PROBLEM A:
From the Mexico reflection, list the possible explanations it offers for the sand still in the writer's hair.
PROBLEM B:
Please write the next part of the Mexico reflection, starting after its last sentence.

*** Opening TEXT PROVIDED ***

"In that place again that I know that I know, but I don't know….for me this is where some of the most raw creativity births out of delicate vulnerability.
The wise and the ancient say that paradox is the nature of Life. That Life is composed of opposites that seemingly contradict. When I can become awake in this stormy place of contradictions, in my highest vision I can see its because something inside is transforming. That it cannot make sense because true sense is a multi-dimensional experience. Therefore to find comfort in any kind of sense my mind seeks is to grasp too tight to the tiny dimension of man made knowns.
I don't know. But I know. But just cannot know. And if i did, if we knew, how could we ever be surprised by the lessons that unfold through the mystery?"
There is still sand in my hair. This could mean that I am a horribly inefficient shower-er, or a testimony to the clinging residue of the fine black sand in Mazunte, or perhaps even a very tangible example of how I am holding on to my time in Mexico.
I am holding on to my time in Mexico.
Though, not because I long so much for the sun on every inch of my skin and the sound of the ocean to lull me asleep at any hour of my oh so un-agenda'd days, not because of mangos ripening on the trees outside of my door or the kindness of that quirky town and the jungle medicine of the one before it, but for the ease of being that I had. There was an ease of doing, yes, certainly, but that connection to myself, that deeply reverberating sense of truth and integrity, that unshakeable calm despite all that was shaken--it was easy to just be.
What is not so easy, is to take those moments that shatter your paradigms as if breaking ground for your roots to grow sturdier yet and your soul to drink in the Earth and flourish in harmony with life itself, and transition away from the place and time which provided the sanctuary for this gestation. Not easy, but oh so necessary.

*** Closing TEXT PROVIDED ***
*** Opening RECORDS ***

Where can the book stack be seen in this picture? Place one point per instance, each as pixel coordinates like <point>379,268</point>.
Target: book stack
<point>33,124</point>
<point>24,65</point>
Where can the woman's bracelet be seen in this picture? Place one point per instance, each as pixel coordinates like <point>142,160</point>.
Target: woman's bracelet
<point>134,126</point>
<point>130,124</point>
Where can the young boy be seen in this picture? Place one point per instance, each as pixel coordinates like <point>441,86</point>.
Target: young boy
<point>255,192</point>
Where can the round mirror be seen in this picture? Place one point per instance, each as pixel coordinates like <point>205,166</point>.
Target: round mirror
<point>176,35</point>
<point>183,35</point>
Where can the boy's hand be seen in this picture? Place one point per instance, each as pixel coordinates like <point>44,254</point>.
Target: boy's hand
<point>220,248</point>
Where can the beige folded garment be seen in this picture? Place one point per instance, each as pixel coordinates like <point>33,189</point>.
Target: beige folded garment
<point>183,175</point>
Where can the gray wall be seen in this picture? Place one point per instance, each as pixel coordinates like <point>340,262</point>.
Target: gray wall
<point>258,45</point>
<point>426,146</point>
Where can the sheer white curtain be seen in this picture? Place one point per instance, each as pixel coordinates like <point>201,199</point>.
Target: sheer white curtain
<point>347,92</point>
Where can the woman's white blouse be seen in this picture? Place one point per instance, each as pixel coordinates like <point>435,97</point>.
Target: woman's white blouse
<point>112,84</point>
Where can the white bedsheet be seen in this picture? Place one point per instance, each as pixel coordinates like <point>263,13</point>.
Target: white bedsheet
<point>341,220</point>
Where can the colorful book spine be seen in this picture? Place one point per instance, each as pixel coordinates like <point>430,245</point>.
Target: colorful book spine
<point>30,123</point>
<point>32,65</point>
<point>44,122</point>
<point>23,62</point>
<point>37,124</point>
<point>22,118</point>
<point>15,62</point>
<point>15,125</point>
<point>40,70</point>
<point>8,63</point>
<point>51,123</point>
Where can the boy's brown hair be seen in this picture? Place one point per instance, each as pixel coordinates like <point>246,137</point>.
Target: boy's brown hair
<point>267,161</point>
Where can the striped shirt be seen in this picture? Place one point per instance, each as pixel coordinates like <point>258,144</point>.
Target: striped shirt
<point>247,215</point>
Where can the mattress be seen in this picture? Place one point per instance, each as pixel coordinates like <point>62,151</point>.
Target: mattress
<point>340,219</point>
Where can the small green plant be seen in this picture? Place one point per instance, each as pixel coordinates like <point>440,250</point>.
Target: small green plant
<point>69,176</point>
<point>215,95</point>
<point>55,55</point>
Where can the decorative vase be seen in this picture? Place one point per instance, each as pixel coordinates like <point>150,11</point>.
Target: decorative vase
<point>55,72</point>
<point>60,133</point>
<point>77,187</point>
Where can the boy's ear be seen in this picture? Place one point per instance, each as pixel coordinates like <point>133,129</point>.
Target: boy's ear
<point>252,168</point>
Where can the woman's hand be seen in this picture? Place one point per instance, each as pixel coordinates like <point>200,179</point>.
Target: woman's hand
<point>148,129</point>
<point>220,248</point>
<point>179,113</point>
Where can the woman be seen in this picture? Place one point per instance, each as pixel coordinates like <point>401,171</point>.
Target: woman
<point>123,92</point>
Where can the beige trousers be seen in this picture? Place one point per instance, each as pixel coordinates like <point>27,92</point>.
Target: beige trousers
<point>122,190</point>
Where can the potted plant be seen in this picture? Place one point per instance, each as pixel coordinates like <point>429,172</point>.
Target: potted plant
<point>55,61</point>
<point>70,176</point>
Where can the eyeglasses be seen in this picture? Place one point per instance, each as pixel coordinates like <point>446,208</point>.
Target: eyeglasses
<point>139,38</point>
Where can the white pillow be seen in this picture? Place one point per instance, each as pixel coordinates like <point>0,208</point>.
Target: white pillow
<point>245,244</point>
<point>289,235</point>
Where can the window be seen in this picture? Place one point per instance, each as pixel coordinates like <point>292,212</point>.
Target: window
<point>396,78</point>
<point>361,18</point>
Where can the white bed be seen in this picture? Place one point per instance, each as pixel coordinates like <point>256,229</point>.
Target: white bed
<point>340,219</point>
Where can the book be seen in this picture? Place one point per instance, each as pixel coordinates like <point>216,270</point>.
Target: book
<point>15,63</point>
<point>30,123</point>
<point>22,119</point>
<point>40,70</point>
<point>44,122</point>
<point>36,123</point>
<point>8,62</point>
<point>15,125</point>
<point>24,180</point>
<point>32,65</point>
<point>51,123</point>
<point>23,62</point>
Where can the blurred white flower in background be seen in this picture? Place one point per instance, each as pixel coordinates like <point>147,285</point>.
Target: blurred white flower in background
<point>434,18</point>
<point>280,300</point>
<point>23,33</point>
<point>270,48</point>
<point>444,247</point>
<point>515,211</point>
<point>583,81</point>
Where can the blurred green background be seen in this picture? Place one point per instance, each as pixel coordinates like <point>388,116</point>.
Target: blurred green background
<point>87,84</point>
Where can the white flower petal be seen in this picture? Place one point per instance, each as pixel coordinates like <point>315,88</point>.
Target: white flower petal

*** Closing RECORDS ***

ANSWER SPACE A:
- The writer is a horribly inefficient shower-er.
- The fine black sand in Mazunte leaves a clinging residue.
- The sand is a very tangible example of the writer holding on to the time in Mexico.

ANSWER SPACE B:
So necessary to realize that it was not the place and the time, but the you. The willingness. The readiness. The awakening of your spirit to experience something in the fullness of its intensity. To not shy from discomfort or seek out distraction. To not dilute the potency of your feels, be it the most alive sense of joy, of viva la vida you have ever known, or a sorrow that seems far too palpable to be purely emotion. To not repress. To simply not repress. Ever. Anything….
This is the birthing process. Post gestating in the womb of everything nurturing, shaping, defining, spacious and quiet, and entering into the noise of possibility, creating, expanding, expressing. The time when you are brought to life with an insatiable wonder at all of it. And yet a distrust. You were once so protected and now so fully vulnerable. All that you feel is new and yet innately natural. Indistinguishable yet refining itself all to its own devices. You are home and you are not. You are you and yet….there is something more. Something that amidst all of the contradictions you can sense that you are only just coming to know, just coming to embrace fully as your archetype, your place, your aliveness. Your self.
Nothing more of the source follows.